Job a: Reproduce the Julie McWhirter biography below verbatim, from the first line through the last.

Page:
-*-*-
Julie McWhirter, also known as Julie Dees and Julie McWhirter-Dees (born October 12, 1947), is a retired American voice actress and impressionist best known for her work as Jeannie in the animated version of Jeannie, Bubbles in Jabberjaw and Baby Smurf and Sassette in The Smurfs.

Biography

McWhirter graduated from DePauw University in 1970, with a degree in speech. She studied acting and improvisational comedy under the guidance of Howard Storm and Charles Conrad.

One of her first voice roles was as the title character in Jeannie, alongside Mark Hamill, Bob Hastings and Joe Besser. She also portrayed the character in her multiple appearances in other Hanna-Barbera series.
She did the voice of Kanga in Winnie the Pooh and a Day for Eeyore, taking over the role from Barbara Luddy. Her voice acting also includes numerous other animated programs, such as  Casper and the Angels, Drak Pack, The Smurfs, The Flintstone Kids, and the Ruby-Spears series Thundarr the Barbarian.
-*-*-
Data to process:
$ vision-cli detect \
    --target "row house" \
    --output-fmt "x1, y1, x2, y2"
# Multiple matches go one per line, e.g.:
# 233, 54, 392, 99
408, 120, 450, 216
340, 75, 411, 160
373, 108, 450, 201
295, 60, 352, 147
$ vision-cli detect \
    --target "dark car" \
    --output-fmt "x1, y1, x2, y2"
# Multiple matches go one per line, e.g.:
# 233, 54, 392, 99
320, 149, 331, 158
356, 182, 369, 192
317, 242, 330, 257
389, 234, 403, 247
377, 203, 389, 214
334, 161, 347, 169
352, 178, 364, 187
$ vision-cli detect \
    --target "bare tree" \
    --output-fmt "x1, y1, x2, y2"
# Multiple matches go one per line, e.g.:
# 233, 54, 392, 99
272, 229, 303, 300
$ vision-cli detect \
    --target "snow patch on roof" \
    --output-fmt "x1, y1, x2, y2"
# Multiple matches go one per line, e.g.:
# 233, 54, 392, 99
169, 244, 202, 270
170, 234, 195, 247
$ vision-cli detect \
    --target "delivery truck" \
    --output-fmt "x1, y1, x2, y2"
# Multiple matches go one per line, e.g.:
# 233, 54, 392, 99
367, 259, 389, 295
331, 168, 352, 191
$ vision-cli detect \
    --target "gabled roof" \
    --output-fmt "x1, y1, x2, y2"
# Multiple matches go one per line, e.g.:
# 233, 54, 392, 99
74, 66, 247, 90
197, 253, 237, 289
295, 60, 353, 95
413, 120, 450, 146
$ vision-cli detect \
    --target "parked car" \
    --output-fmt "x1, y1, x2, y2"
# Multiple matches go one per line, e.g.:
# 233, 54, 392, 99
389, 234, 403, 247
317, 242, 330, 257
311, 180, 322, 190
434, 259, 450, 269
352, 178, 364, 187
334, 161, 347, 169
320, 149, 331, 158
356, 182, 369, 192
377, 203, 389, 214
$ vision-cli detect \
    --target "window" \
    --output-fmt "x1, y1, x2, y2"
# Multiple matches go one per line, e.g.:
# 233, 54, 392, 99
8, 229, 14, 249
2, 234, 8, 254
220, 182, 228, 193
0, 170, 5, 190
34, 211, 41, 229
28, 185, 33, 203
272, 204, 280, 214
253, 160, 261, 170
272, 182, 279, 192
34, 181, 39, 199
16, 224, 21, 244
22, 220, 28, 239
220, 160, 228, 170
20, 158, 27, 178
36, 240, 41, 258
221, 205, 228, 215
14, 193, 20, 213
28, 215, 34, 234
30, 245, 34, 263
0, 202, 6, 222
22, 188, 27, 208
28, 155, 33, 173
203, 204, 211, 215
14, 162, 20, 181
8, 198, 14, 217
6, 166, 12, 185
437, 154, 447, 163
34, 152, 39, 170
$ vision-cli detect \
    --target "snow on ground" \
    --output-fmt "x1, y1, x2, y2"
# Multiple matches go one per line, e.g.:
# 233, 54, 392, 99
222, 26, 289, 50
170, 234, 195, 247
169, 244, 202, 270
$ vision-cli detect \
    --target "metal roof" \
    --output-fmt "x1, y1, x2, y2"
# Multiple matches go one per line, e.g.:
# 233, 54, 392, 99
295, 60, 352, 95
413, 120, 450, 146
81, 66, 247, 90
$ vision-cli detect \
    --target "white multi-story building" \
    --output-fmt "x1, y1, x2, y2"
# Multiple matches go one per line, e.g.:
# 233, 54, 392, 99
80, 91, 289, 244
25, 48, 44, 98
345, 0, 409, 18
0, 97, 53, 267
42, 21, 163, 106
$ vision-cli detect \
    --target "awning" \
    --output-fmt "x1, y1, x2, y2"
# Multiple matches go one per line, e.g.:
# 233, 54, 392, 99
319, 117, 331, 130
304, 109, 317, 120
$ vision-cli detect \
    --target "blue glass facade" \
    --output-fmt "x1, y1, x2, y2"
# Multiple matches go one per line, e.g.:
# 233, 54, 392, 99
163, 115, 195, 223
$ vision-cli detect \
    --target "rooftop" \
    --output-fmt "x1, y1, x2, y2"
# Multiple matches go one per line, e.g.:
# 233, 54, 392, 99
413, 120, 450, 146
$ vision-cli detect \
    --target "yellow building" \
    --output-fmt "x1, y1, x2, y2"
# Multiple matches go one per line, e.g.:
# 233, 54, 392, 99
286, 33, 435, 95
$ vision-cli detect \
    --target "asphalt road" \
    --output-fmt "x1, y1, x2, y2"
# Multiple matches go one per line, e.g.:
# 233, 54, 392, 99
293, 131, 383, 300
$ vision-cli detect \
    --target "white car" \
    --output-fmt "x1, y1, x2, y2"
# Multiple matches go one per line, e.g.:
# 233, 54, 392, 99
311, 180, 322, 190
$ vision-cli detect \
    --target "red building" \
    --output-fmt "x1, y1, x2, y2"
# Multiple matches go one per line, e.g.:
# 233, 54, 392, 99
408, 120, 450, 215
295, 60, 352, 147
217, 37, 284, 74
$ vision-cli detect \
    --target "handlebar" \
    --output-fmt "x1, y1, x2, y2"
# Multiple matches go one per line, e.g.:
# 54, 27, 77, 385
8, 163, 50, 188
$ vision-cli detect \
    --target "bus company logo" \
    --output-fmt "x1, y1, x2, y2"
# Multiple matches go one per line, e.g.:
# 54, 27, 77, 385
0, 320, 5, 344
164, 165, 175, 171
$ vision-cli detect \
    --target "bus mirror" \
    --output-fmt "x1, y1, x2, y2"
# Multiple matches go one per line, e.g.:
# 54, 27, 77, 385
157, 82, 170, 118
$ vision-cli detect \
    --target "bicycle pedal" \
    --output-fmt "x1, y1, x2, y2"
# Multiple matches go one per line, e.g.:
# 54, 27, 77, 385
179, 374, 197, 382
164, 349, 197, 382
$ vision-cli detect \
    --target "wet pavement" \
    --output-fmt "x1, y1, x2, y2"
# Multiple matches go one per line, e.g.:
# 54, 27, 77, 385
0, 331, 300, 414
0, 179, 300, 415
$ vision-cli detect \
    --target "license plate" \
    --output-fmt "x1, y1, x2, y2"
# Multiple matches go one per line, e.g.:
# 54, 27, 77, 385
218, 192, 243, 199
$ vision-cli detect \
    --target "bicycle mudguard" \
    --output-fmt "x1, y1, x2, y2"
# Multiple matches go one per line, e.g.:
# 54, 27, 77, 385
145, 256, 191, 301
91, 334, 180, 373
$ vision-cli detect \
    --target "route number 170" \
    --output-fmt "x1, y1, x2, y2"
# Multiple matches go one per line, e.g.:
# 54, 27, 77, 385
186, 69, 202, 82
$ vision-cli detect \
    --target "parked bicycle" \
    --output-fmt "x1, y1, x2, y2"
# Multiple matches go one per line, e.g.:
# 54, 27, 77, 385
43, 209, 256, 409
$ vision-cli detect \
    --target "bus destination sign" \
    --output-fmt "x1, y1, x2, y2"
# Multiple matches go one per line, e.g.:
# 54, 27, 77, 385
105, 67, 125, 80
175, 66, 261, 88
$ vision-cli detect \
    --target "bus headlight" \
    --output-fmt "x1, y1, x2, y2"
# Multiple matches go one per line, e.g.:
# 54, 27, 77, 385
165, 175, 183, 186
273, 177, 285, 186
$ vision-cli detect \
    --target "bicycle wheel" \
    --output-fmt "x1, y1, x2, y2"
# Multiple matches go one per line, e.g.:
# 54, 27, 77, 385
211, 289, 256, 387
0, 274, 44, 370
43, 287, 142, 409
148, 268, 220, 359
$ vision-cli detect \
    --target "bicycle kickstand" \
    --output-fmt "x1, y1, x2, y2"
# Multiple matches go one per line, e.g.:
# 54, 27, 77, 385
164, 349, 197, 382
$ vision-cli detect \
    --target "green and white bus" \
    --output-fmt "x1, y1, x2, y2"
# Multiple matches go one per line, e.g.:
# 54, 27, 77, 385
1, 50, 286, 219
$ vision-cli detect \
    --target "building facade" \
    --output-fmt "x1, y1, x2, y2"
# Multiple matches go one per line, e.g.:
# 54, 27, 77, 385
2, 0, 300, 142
-*-*-
Job b: List each line in the records above that contains the string "facade".

Correct response a:
Julie McWhirter, also known as Julie Dees and Julie McWhirter-Dees (born October 12, 1947), is a retired American voice actress and impressionist best known for her work as Jeannie in the animated version of Jeannie, Bubbles in Jabberjaw and Baby Smurf and Sassette in The Smurfs.

Biography

McWhirter graduated from DePauw University in 1970, with a degree in speech. She studied acting and improvisational comedy under the guidance of Howard Storm and Charles Conrad.

One of her first voice roles was as the title character in Jeannie, alongside Mark Hamill, Bob Hastings and Joe Besser. She also portrayed the character in her multiple appearances in other Hanna-Barbera series.
She did the voice of Kanga in Winnie the Pooh and a Day for Eeyore, taking over the role from Barbara Luddy. Her voice acting also includes numerous other animated programs, such as  Casper and the Angels, Drak Pack, The Smurfs, The Flintstone Kids, and the Ruby-Spears series Thundarr the Barbarian.

Correct response b:
    --target "blue glass facade" \
    --target "building facade" \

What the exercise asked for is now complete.